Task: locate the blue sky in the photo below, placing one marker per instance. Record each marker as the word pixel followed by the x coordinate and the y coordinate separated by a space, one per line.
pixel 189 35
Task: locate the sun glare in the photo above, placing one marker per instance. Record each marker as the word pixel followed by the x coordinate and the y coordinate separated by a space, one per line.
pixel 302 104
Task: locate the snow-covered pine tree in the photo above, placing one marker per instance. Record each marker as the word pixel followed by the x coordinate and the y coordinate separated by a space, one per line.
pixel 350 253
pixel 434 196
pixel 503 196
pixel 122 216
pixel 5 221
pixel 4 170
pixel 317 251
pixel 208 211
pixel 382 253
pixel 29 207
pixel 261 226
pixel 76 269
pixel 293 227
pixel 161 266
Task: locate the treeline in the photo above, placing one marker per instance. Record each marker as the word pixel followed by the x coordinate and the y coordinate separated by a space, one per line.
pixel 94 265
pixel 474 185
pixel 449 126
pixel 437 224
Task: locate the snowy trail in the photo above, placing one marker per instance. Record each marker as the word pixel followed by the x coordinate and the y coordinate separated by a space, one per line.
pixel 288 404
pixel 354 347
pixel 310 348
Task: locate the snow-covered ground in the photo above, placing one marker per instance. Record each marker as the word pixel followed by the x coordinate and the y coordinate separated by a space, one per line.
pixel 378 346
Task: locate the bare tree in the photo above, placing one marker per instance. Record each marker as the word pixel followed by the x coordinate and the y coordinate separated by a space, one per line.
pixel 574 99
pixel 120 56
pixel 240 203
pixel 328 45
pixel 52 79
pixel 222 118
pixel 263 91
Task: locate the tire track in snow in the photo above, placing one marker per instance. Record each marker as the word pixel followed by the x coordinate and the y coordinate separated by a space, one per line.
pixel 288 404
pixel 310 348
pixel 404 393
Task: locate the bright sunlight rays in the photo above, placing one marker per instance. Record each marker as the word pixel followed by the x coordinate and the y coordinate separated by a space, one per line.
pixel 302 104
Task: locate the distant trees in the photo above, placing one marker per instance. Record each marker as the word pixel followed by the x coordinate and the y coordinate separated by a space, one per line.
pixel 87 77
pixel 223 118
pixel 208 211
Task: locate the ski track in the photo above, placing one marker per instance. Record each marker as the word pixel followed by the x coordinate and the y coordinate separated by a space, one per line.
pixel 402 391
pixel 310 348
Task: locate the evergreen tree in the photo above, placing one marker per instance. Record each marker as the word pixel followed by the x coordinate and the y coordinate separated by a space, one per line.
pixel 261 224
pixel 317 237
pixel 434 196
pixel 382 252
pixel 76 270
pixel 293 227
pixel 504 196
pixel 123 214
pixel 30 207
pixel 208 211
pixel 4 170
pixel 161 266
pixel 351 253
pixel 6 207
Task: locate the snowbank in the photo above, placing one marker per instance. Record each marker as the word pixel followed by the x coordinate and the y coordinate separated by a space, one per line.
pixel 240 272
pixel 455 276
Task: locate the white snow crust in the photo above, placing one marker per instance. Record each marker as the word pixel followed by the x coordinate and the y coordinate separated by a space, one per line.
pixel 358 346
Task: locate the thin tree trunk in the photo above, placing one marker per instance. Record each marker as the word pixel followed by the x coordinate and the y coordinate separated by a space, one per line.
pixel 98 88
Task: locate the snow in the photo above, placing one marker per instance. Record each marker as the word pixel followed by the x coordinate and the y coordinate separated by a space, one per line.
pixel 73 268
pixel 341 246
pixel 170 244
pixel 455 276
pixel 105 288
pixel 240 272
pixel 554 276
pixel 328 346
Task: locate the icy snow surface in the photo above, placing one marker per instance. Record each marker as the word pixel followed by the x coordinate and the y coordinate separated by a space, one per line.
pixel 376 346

**Work required:** Restate every line of the data word for word.

**Solution to this problem:**
Task: locate the blue sky in the photo below, placing one marker per instance. Record each marker as the word pixel followed by the x coordinate and the y coordinate separated by a space, one per line.
pixel 189 35
Task: locate the sun glare in the photo above, placing one marker per instance. Record each marker as the word pixel followed by the x coordinate and the y coordinate separated by a space, one per line.
pixel 302 104
Task: locate the snow-covered pine tree in the photo above, placing one marker per instance. Record each marker as the word pixel followed by the x coordinate and the y coordinate separated by a space, one per line.
pixel 350 253
pixel 434 196
pixel 503 196
pixel 122 216
pixel 5 221
pixel 4 170
pixel 317 251
pixel 208 211
pixel 382 253
pixel 29 207
pixel 261 226
pixel 76 269
pixel 293 227
pixel 161 266
Task: locate the treeline in the photo above, placing one marker per instance. Record each marker as the word pixel followed by the x coordinate and the y coordinate separated by a space, one per line.
pixel 94 265
pixel 474 185
pixel 449 126
pixel 437 224
Task: locate the snowy trail in the photo above, placing one marker per instance. Record each marker as the word pixel followed by the x coordinate and the y coordinate separated by a space, one per line.
pixel 288 404
pixel 354 347
pixel 310 348
Task: locate the snow-covered ground in the photo above, placing one marker per instance. Record each marker as the word pixel followed by the x coordinate and the y coordinate separated by a space, one per line.
pixel 378 346
Task: locate the bare tree in the photo above, placing one marker per instance. Record each marker as the word pixel followed by the x coordinate and the y coordinate separated by a space, one per line.
pixel 574 99
pixel 120 56
pixel 240 203
pixel 328 45
pixel 52 79
pixel 222 118
pixel 263 91
Task: locate the tire track in snow in the photo above, placing one marker per instance. Record each marker as the word pixel followed by the x coordinate and the y coordinate separated by a space, one per line.
pixel 288 404
pixel 310 348
pixel 404 393
Task: locate the bright sunlight rays in the photo above, placing one marker per instance. Record each marker as the word pixel followed by the x coordinate and the y coordinate separated by a space, one per line.
pixel 302 104
Task: locate the distant trees in the photo above, placing one marker per instance. Record each marker as the word pixel followed by the x coordinate and the y coordinate separated by a space, one per line.
pixel 87 77
pixel 223 118
pixel 208 211
Task: locate the ski track in the photo above, placing one marker per instance. Record each marker as the word pixel followed by the x coordinate and the y coordinate separated by a space, one per line.
pixel 402 391
pixel 310 348
Task: locate the evergreen tree in the photo above, placing one marker per instance. Record each marker as the word pixel followed by the x coordinate and the y coordinate separated by a space, one per line.
pixel 261 224
pixel 317 237
pixel 434 196
pixel 382 252
pixel 76 270
pixel 293 227
pixel 504 196
pixel 123 214
pixel 30 207
pixel 208 211
pixel 4 170
pixel 161 266
pixel 351 253
pixel 6 207
Task: locate the snowbank in the photo above, placing one marker per instance. Record each marker as the word pixel followed by the x coordinate and the y coordinate separated by a space, one per line.
pixel 240 272
pixel 455 276
Task: locate the white snow crust in the photo above, placing one marker per instance. Record each marker as the word pixel followed by the x coordinate and the y coordinate separated by a space, one per line.
pixel 358 346
Task: locate the thin tree trunk in the photo above, placing one marker per instance. Record each marker as the word pixel followed by the x coordinate and the y coordinate separated by a space, one per line.
pixel 98 88
Task: locate the snow in the photo above, placing one marker per instance. Record each marker as the word pixel followed by the x coordinate and the y coordinate separated by a space, one per line.
pixel 73 268
pixel 341 246
pixel 170 244
pixel 455 276
pixel 105 288
pixel 240 272
pixel 554 276
pixel 328 346
Task: locate the icy snow surface in the photo above, placing one marker per instance. Record each marker as the word pixel followed by the x coordinate and the y coordinate separated by a space, one per line.
pixel 376 346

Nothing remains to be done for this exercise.